Your objective
Repeat only the stretch of lines below that runs from the line with "search: pink cloud" through the line with "search: cloud streak", unaltered.

Spatial localization data
####
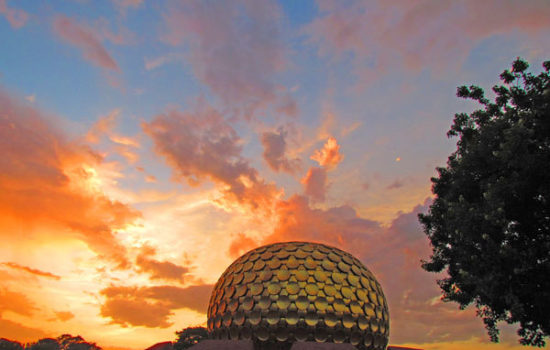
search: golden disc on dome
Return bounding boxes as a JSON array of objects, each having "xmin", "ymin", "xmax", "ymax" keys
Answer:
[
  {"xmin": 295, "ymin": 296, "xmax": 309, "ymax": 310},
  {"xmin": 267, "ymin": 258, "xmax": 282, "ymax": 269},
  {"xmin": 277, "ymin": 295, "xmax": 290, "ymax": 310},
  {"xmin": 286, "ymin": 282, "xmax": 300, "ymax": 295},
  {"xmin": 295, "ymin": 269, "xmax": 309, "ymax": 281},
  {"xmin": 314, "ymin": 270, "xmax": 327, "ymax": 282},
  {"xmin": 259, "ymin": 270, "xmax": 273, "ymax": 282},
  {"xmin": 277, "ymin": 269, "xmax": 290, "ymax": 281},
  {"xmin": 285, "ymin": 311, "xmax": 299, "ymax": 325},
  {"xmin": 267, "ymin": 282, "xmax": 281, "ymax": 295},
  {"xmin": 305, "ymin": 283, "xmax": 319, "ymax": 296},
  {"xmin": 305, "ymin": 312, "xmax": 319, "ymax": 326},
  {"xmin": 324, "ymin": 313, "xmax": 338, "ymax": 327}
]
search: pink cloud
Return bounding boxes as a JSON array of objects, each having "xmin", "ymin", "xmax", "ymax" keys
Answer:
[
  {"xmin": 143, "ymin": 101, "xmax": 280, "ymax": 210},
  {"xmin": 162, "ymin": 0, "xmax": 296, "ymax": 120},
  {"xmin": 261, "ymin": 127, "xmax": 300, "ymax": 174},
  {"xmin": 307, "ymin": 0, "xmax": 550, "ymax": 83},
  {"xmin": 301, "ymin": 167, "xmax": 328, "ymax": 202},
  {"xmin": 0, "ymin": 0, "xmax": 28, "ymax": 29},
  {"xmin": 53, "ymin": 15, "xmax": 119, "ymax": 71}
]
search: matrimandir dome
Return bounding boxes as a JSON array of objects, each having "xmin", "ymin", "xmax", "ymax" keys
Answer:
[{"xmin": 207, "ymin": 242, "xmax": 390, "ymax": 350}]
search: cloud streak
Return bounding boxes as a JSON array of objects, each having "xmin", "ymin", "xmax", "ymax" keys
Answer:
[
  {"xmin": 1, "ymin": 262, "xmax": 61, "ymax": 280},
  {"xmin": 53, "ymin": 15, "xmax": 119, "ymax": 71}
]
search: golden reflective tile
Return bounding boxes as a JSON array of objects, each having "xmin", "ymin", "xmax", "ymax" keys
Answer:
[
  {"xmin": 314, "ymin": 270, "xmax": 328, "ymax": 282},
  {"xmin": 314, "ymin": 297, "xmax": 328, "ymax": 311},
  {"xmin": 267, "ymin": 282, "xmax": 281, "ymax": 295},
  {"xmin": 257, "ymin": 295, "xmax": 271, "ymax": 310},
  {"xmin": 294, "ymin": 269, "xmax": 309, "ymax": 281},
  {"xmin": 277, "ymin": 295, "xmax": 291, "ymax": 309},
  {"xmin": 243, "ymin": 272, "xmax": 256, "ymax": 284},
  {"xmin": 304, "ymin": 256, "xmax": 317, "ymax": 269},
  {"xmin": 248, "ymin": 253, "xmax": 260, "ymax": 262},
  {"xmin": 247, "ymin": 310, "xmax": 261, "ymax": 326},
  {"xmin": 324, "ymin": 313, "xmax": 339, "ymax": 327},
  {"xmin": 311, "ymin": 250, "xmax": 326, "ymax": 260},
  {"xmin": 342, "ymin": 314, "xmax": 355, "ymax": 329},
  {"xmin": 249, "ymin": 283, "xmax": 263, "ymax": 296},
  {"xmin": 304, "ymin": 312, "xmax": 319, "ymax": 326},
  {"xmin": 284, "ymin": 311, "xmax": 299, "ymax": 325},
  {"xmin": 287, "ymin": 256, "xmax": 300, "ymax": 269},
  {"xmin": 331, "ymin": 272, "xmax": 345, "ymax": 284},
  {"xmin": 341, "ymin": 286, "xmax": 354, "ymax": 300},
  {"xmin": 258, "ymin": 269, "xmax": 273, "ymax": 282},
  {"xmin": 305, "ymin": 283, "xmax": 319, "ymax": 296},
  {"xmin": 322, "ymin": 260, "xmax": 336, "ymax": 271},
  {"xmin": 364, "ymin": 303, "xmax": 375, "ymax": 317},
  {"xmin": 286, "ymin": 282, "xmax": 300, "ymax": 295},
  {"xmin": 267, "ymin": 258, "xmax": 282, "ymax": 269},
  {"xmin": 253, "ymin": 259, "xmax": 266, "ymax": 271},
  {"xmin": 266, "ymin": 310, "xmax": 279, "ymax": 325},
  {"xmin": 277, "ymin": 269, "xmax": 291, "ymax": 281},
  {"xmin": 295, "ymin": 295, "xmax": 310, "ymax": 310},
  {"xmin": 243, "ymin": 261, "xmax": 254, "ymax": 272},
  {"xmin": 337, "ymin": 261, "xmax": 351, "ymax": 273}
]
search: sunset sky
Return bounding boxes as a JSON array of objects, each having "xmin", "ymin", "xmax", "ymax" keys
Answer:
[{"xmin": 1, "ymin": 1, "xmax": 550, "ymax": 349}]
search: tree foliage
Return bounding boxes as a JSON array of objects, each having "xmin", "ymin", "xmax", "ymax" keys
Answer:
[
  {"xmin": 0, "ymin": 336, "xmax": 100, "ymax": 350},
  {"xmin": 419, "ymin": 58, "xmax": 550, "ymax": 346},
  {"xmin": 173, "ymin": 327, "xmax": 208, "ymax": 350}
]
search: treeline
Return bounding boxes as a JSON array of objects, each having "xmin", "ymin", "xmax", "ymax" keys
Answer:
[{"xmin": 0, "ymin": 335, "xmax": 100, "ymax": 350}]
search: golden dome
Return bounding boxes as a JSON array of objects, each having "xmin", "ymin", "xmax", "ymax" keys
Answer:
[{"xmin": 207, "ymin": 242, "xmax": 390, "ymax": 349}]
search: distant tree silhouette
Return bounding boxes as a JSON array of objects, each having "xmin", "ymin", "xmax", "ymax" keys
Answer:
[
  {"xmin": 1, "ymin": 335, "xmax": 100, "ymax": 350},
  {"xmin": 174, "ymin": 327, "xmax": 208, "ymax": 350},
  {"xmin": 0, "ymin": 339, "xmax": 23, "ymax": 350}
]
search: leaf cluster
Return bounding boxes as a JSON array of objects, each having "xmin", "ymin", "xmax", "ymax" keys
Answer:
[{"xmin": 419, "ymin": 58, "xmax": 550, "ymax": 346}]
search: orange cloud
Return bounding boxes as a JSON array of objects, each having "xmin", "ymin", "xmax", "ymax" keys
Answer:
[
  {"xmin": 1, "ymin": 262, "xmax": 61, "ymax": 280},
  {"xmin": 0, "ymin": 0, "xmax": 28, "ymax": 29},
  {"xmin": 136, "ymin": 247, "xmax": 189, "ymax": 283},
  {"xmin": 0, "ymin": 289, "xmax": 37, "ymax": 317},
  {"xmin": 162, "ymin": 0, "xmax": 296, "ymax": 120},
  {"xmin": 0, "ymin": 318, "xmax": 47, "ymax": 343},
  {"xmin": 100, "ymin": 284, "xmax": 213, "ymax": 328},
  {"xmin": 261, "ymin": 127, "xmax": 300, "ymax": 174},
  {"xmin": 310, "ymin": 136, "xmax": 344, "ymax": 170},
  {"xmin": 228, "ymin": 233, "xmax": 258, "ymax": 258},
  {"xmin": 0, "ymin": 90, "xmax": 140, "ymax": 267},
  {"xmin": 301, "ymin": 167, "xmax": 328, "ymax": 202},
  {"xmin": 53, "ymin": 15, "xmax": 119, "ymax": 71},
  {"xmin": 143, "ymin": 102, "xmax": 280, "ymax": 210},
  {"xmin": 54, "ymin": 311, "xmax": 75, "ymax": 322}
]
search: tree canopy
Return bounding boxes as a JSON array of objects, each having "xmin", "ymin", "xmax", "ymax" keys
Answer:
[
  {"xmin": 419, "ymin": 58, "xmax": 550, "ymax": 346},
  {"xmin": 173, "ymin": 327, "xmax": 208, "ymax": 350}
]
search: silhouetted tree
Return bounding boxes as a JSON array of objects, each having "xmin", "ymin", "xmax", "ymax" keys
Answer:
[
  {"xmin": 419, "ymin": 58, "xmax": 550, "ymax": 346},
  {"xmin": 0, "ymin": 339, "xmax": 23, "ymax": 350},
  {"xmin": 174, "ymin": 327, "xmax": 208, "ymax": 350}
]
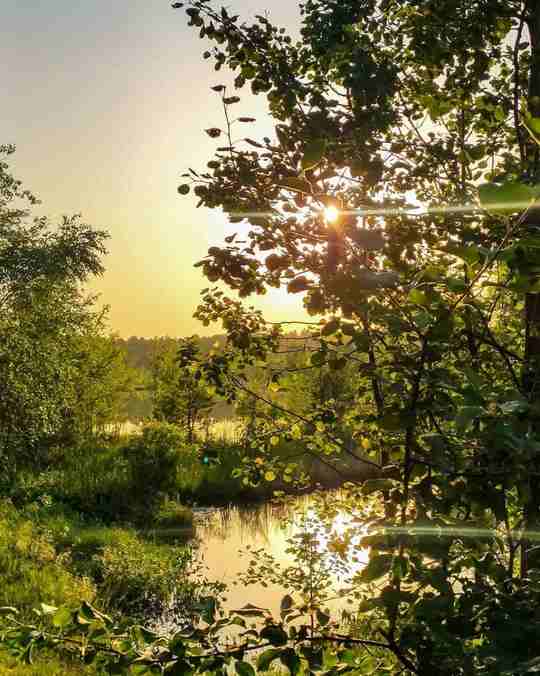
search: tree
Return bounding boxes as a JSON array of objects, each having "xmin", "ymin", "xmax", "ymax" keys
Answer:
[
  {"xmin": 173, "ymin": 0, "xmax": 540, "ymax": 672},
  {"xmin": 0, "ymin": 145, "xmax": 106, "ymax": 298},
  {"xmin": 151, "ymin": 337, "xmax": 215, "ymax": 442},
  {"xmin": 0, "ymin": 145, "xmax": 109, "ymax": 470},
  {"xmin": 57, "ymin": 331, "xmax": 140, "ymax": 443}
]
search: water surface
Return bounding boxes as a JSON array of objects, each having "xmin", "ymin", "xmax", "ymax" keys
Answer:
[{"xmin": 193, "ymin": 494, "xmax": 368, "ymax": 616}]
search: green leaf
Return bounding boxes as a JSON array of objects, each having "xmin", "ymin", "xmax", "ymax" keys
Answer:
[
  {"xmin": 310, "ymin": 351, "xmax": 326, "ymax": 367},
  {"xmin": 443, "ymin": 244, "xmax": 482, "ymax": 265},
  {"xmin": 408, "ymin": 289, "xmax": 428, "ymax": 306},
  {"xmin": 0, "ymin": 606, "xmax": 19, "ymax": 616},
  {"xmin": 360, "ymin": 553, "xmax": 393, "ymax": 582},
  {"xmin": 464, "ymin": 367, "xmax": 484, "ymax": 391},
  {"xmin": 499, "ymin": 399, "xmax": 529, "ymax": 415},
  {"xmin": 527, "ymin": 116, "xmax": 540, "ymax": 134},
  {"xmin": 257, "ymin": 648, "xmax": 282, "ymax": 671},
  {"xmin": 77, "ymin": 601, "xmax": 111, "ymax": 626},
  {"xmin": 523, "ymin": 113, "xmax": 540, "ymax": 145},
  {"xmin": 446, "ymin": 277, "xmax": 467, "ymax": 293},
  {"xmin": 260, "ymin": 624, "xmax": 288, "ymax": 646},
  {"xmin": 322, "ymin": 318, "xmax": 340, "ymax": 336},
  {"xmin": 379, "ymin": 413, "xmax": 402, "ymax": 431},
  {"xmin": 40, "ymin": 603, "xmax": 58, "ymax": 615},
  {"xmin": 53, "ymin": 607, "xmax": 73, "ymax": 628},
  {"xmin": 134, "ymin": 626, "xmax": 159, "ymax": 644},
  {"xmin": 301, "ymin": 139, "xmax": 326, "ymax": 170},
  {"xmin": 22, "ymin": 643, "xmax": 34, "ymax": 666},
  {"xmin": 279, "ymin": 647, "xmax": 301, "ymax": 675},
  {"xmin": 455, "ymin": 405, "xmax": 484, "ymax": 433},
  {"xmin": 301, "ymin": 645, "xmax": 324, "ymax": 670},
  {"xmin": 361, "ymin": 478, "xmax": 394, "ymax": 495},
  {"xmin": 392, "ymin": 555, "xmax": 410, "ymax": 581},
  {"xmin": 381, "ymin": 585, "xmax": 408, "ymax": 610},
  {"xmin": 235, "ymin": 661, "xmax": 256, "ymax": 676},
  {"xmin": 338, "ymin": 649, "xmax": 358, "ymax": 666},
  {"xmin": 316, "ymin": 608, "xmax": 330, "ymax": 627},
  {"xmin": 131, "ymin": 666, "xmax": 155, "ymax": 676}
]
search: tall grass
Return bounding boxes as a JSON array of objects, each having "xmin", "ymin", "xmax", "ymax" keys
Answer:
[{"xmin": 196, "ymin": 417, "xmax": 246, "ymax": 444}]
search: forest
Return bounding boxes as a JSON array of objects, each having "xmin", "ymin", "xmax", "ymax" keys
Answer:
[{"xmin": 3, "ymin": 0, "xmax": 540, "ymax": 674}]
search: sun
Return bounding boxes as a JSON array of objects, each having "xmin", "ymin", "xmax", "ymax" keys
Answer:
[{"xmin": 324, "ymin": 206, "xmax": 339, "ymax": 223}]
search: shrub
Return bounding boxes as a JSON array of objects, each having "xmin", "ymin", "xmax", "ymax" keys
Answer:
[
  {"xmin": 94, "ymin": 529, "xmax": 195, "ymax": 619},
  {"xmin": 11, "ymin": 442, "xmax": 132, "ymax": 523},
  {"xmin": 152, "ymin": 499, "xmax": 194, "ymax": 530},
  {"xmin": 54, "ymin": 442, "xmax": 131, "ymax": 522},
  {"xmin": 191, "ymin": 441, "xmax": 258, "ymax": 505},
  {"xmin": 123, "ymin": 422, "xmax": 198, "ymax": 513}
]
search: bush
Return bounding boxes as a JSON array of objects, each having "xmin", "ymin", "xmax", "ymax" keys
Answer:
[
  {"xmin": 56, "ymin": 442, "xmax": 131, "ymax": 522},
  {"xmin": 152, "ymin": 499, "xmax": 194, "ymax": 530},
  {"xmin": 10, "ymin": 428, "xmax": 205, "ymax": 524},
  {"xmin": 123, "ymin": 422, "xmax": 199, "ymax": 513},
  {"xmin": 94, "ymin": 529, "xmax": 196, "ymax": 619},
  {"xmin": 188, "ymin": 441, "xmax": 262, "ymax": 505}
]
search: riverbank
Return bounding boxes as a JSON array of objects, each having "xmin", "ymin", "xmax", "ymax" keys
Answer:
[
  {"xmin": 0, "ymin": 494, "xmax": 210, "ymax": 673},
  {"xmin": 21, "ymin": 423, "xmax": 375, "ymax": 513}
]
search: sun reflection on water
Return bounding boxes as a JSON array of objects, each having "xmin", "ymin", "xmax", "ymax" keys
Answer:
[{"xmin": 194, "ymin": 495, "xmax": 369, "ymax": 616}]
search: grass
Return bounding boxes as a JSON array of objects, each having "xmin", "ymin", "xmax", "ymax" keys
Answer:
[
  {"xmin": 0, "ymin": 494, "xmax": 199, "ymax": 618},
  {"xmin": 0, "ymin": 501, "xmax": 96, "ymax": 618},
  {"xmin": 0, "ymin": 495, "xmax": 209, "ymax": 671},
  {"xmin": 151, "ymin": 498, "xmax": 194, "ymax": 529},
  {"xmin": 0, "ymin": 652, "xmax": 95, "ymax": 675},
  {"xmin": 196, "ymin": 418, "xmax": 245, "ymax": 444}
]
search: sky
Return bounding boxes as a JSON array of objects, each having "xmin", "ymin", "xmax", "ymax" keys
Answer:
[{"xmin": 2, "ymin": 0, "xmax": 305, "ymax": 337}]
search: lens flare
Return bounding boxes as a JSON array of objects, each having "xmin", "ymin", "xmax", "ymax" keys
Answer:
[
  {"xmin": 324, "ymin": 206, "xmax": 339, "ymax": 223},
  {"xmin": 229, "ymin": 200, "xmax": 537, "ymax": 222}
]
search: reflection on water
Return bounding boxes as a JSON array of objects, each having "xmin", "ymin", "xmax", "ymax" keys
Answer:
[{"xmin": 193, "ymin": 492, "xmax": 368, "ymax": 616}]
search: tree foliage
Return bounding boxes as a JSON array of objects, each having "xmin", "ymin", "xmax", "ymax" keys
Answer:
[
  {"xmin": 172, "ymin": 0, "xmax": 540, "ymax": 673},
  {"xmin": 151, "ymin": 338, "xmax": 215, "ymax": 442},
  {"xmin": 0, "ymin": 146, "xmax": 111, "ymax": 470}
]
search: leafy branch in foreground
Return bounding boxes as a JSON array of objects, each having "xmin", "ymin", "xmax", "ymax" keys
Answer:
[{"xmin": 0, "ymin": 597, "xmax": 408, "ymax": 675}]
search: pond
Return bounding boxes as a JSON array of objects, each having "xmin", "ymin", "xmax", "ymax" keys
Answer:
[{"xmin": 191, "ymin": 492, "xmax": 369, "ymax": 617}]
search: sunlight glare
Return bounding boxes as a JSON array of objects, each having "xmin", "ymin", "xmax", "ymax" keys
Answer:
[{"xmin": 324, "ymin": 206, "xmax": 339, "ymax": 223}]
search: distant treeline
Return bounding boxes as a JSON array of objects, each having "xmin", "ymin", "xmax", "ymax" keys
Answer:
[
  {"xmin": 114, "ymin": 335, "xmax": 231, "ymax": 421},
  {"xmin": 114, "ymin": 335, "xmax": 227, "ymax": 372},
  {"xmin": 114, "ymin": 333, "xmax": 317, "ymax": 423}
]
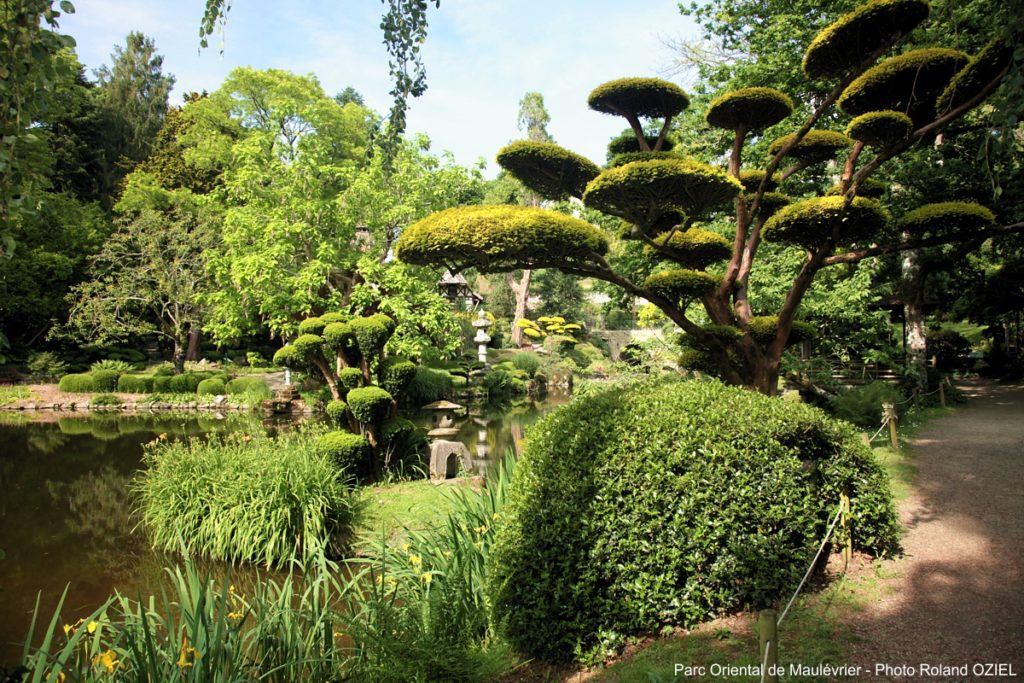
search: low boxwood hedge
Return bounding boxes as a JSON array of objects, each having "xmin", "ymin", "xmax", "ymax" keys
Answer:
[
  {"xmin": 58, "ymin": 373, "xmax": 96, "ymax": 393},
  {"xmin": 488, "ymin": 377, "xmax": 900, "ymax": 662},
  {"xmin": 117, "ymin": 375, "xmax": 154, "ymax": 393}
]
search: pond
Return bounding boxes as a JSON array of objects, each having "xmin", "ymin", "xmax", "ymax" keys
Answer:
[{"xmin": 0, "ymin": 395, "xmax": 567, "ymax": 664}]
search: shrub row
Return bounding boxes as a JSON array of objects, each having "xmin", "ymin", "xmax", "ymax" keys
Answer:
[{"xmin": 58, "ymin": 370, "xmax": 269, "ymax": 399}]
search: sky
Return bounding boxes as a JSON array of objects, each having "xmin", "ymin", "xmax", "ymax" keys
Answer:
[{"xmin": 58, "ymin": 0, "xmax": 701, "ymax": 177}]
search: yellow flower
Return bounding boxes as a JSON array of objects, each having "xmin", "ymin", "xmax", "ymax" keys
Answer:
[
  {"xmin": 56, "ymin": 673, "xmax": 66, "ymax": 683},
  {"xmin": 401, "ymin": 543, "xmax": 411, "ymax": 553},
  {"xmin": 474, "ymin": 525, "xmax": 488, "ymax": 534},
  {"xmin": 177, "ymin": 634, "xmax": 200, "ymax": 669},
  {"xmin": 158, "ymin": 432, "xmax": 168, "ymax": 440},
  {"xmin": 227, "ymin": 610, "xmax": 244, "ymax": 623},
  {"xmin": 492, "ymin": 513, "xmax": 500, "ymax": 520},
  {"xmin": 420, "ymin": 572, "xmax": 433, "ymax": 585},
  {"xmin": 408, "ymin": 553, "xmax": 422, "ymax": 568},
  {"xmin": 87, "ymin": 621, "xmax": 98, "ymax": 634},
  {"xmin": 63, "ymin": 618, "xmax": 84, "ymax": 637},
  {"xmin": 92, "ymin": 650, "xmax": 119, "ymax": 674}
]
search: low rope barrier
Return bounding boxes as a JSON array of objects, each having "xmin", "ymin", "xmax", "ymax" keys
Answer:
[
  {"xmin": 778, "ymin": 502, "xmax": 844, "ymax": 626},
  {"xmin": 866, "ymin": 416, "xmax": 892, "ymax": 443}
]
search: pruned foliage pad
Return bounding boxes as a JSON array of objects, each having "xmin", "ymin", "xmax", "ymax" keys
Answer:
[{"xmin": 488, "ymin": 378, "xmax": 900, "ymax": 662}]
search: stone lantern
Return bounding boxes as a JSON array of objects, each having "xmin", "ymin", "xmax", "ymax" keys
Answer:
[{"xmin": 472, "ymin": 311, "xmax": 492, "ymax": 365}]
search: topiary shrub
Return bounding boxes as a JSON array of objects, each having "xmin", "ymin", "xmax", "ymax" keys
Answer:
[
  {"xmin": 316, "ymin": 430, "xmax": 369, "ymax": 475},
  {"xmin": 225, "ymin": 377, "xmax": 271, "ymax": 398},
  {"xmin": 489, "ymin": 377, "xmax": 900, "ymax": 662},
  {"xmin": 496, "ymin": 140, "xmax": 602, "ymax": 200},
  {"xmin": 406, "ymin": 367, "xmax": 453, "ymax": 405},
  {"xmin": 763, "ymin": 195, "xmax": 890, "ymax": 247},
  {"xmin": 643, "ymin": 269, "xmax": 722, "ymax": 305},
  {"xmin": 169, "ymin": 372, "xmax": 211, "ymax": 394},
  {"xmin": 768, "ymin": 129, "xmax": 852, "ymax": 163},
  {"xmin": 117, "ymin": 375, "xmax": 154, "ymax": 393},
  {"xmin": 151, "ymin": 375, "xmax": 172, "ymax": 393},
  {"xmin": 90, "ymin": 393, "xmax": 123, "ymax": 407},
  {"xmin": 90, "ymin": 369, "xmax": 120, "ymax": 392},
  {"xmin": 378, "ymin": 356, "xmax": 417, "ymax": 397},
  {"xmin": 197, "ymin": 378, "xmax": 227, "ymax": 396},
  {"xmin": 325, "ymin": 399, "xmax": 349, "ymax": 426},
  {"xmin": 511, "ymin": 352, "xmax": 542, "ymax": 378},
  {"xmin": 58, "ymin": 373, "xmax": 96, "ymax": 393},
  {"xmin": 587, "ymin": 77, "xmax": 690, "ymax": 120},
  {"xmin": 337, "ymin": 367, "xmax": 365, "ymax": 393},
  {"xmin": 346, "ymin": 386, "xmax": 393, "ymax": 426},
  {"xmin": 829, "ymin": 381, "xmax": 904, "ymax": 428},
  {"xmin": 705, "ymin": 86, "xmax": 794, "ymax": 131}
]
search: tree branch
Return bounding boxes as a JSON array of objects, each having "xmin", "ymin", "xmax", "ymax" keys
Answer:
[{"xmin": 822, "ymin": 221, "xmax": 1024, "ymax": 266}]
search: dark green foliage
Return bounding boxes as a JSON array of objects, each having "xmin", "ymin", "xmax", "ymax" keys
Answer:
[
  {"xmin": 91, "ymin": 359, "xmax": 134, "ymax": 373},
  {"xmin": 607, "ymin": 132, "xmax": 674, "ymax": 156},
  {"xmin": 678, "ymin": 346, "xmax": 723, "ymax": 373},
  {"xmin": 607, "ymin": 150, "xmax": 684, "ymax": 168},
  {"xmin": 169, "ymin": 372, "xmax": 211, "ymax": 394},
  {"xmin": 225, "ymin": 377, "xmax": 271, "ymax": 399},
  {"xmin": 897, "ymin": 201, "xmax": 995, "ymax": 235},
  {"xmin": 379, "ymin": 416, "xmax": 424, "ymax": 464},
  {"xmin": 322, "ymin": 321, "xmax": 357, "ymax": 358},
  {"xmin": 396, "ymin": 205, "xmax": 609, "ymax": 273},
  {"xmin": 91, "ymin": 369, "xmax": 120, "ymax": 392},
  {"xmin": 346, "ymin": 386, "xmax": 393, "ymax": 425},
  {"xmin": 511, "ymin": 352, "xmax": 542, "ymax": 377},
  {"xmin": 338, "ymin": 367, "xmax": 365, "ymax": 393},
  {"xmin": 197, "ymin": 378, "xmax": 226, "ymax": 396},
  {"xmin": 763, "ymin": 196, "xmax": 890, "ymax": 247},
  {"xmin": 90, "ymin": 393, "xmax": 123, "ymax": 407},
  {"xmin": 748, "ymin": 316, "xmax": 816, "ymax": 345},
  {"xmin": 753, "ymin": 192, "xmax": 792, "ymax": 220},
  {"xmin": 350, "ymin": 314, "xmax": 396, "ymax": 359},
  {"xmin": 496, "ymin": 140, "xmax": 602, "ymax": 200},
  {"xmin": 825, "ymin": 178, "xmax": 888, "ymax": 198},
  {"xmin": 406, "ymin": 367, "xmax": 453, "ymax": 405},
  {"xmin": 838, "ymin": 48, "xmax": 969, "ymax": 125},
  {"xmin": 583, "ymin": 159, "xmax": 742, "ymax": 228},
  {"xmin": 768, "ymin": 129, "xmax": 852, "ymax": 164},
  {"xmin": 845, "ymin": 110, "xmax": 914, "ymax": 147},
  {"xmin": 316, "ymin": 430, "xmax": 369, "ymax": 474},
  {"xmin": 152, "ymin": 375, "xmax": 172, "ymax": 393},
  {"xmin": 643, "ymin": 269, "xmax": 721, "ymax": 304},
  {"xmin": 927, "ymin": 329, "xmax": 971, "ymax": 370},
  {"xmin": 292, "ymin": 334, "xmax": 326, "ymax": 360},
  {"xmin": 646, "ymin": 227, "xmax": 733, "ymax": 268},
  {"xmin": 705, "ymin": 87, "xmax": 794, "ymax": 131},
####
Worked solution
search: pink cloud
Return bounding boxes as a JSON array of objects, each having "xmin", "ymin", "xmax", "ymax" keys
Answer:
[
  {"xmin": 143, "ymin": 101, "xmax": 280, "ymax": 210},
  {"xmin": 162, "ymin": 0, "xmax": 296, "ymax": 120},
  {"xmin": 261, "ymin": 127, "xmax": 300, "ymax": 174},
  {"xmin": 307, "ymin": 0, "xmax": 550, "ymax": 83},
  {"xmin": 301, "ymin": 167, "xmax": 328, "ymax": 202},
  {"xmin": 0, "ymin": 0, "xmax": 28, "ymax": 29},
  {"xmin": 53, "ymin": 15, "xmax": 119, "ymax": 71}
]
search: matrimandir dome
Return bounding boxes as a JSON array of objects, each having "xmin", "ymin", "xmax", "ymax" keys
Answer:
[{"xmin": 207, "ymin": 242, "xmax": 390, "ymax": 350}]
search: cloud streak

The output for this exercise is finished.